### [Information shown]
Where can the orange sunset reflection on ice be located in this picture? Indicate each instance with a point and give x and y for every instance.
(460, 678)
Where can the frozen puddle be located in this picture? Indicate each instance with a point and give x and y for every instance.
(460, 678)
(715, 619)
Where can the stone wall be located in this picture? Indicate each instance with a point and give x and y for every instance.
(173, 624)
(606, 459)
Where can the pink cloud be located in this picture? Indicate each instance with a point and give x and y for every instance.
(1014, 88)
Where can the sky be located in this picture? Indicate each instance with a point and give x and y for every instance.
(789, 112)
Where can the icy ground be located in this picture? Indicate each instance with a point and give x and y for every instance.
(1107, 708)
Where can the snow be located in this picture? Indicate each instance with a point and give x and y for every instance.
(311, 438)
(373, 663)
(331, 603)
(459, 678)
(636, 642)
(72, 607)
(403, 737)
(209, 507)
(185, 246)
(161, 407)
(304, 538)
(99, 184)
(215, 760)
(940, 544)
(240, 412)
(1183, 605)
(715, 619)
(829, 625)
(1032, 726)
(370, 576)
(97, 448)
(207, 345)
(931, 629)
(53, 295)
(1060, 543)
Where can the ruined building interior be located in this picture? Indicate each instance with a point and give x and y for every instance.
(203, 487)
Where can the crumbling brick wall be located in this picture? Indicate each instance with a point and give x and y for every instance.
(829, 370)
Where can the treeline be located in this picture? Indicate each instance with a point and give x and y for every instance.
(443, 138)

---

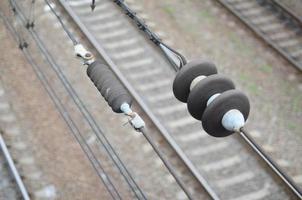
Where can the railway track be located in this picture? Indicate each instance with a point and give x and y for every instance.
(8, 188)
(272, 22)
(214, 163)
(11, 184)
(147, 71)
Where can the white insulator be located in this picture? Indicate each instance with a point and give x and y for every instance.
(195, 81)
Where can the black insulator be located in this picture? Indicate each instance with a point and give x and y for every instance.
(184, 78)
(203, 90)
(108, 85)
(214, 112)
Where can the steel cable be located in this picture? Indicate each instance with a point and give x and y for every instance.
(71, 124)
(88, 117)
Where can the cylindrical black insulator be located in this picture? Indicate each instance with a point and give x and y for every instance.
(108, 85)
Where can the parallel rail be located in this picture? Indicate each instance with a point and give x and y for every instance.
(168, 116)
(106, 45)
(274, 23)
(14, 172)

### [Task requirements]
How many lines in the items above contain the string "black"? Reply with the number only.

### [Task answer]
2